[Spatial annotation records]
>>>

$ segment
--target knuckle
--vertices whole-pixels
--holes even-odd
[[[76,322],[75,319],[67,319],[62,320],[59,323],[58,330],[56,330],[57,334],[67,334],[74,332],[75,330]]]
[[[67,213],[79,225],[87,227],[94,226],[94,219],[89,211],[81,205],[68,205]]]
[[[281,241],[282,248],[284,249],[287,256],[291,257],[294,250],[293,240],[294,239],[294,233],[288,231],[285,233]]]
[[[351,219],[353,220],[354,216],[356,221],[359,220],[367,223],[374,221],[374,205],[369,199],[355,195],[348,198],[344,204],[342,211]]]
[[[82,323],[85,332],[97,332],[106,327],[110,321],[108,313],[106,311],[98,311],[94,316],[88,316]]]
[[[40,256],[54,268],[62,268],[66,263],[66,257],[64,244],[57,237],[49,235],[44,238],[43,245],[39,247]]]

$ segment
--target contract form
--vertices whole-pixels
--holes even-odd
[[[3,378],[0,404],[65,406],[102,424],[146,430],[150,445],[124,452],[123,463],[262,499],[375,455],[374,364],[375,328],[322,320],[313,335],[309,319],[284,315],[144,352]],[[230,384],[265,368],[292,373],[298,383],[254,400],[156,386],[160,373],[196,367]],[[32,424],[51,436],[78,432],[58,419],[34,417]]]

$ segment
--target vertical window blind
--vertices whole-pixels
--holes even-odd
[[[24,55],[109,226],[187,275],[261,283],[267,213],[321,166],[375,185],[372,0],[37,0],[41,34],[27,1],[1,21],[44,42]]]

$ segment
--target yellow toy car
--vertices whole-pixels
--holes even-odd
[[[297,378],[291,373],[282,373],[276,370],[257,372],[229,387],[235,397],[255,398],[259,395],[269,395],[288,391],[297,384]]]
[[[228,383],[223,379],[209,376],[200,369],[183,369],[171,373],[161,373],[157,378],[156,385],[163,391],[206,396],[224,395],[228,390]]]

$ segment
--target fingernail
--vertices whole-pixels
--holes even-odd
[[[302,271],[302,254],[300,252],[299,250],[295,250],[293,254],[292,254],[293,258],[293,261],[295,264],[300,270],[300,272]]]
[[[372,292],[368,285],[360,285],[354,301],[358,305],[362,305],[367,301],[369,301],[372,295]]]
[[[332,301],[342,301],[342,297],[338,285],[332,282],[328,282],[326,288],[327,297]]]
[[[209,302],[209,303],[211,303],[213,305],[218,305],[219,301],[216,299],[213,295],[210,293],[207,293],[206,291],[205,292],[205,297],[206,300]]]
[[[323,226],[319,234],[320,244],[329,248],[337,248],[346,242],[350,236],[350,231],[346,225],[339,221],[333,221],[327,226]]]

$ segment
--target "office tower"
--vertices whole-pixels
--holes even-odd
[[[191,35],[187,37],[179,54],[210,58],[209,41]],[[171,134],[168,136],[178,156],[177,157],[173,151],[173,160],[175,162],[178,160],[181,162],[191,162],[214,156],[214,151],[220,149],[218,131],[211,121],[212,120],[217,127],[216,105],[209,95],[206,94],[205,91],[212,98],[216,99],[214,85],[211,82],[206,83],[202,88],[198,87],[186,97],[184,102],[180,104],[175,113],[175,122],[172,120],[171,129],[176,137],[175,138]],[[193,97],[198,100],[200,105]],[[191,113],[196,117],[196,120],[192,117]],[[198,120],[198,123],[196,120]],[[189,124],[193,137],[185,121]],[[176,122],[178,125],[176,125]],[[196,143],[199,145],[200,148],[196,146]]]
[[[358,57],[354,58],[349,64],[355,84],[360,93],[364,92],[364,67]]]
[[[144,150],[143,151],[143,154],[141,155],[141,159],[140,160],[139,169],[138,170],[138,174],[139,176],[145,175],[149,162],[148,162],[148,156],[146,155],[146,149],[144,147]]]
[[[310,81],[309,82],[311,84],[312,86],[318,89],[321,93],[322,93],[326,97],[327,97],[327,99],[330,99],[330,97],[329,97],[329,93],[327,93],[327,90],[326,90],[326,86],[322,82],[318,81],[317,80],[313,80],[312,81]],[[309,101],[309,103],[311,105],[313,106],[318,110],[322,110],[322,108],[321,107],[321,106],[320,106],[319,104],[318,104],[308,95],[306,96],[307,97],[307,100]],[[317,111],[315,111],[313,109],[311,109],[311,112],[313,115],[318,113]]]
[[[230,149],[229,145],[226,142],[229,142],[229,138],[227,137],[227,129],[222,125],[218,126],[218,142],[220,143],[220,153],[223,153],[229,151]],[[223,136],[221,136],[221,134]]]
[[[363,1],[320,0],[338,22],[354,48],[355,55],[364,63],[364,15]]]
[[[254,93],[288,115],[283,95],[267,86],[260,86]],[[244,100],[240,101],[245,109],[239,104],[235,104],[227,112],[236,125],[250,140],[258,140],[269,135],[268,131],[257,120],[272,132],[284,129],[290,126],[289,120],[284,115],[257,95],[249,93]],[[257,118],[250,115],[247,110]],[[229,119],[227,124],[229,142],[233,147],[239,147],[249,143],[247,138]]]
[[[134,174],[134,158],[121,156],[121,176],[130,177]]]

<<<

TASK DIRECTIONS
Please output every record, keeping each line exact.

FINAL RESULT
$ segment
--target knuckle
--vertices whole-pixels
--holes even-odd
[[[76,322],[75,319],[67,319],[62,320],[59,323],[58,330],[56,330],[57,334],[67,334],[74,332],[75,330]]]
[[[67,213],[79,225],[87,227],[94,226],[94,219],[89,211],[81,205],[68,205]]]
[[[281,241],[282,248],[284,249],[287,256],[291,257],[294,250],[293,240],[294,239],[294,233],[288,231],[285,233]]]
[[[351,219],[353,220],[354,216],[356,221],[359,220],[367,223],[374,221],[374,205],[369,199],[355,195],[348,198],[344,204],[342,211]]]
[[[82,323],[85,332],[97,332],[106,327],[110,321],[108,313],[106,311],[98,311],[94,316],[88,316]]]
[[[40,256],[54,268],[62,268],[66,263],[66,257],[64,244],[57,237],[49,235],[44,238],[43,245],[39,247]]]

$ segment
--target contract form
--vertices whole-pixels
--holes even-odd
[[[3,378],[0,404],[65,406],[102,424],[146,430],[150,445],[124,452],[123,463],[262,499],[375,455],[374,364],[375,328],[322,320],[313,335],[309,319],[284,315],[144,352]],[[230,384],[265,368],[292,373],[298,383],[254,400],[156,386],[160,373],[196,367]],[[32,424],[51,436],[78,432],[58,419],[34,417]]]

$ segment
--target vertical window blind
--vertices whole-pixels
--holes even-odd
[[[24,55],[109,226],[187,275],[261,283],[267,213],[321,166],[375,185],[372,0],[37,0],[41,34],[27,1],[1,21],[44,42]]]

$ segment
--target yellow toy car
--vertices whole-pixels
--holes even-odd
[[[297,378],[291,373],[282,373],[276,370],[257,372],[229,387],[235,397],[255,398],[259,395],[269,395],[288,391],[297,384]]]
[[[228,383],[223,379],[209,376],[200,369],[183,369],[171,373],[161,373],[157,378],[156,385],[163,391],[206,396],[224,395],[228,390]]]

$ segment
--target fingernail
--vertices whole-pixels
--holes even-odd
[[[302,271],[302,254],[300,252],[299,250],[295,250],[293,254],[292,254],[293,258],[293,261],[295,264],[300,270],[300,272]]]
[[[372,292],[368,285],[360,285],[354,301],[358,305],[362,305],[367,301],[369,301],[372,295]]]
[[[332,301],[342,301],[342,297],[338,285],[332,282],[328,282],[326,288],[327,297]]]
[[[209,302],[209,303],[211,303],[213,305],[218,305],[219,301],[216,299],[213,295],[210,293],[207,293],[206,291],[205,292],[205,297],[206,300]]]
[[[323,226],[319,234],[320,244],[329,248],[337,248],[346,242],[350,236],[350,231],[346,225],[339,221],[333,221],[327,226]]]

$ segment
--target "office tower"
--vertices whole-pixels
--holes even-odd
[[[191,35],[187,37],[179,54],[210,58],[209,41]],[[171,134],[168,136],[178,156],[177,157],[173,151],[173,160],[175,162],[178,160],[181,162],[191,162],[214,156],[214,151],[220,149],[218,131],[211,121],[212,120],[217,127],[216,105],[209,95],[206,94],[205,91],[212,98],[216,99],[214,85],[211,82],[206,83],[202,88],[198,87],[186,97],[184,102],[180,104],[175,113],[175,122],[172,120],[171,129],[176,137],[175,138]],[[193,97],[198,100],[200,105]],[[191,113],[196,117],[196,120],[192,117]],[[198,120],[198,123],[196,120]],[[189,124],[193,137],[185,121]],[[176,122],[178,125],[176,125]],[[196,143],[199,145],[200,148],[196,146]]]
[[[358,57],[354,58],[349,64],[355,84],[360,93],[364,92],[364,67]]]
[[[144,150],[143,151],[143,154],[141,155],[141,159],[140,160],[139,169],[138,170],[138,174],[139,176],[145,175],[149,162],[148,162],[148,156],[146,155],[146,149],[144,147]]]
[[[310,81],[309,82],[311,84],[312,86],[318,89],[321,93],[322,93],[326,97],[327,97],[327,99],[330,99],[330,97],[329,97],[329,93],[327,93],[327,90],[326,90],[326,86],[322,82],[318,81],[317,80],[313,80],[312,81]],[[309,101],[309,103],[311,105],[313,106],[318,110],[322,110],[322,108],[321,107],[321,106],[320,106],[319,104],[318,104],[308,95],[306,96],[307,97],[307,100]],[[317,111],[315,111],[313,109],[311,109],[311,112],[313,115],[318,113]]]
[[[230,149],[229,145],[226,142],[229,142],[229,138],[227,137],[227,129],[222,125],[218,126],[218,142],[220,143],[220,153],[223,153],[229,151]],[[223,136],[221,136],[221,134]]]
[[[363,1],[320,0],[338,22],[354,48],[355,55],[364,63],[364,15]]]
[[[254,93],[288,115],[283,95],[267,86],[260,86]],[[244,100],[240,101],[245,109],[239,104],[235,104],[227,112],[236,125],[250,140],[258,140],[269,135],[268,131],[257,120],[272,132],[284,129],[290,126],[289,120],[284,115],[257,95],[249,93]],[[257,118],[250,115],[247,110]],[[229,119],[227,124],[229,142],[233,147],[239,147],[249,143],[247,138]]]
[[[134,174],[134,158],[121,156],[121,176],[130,177]]]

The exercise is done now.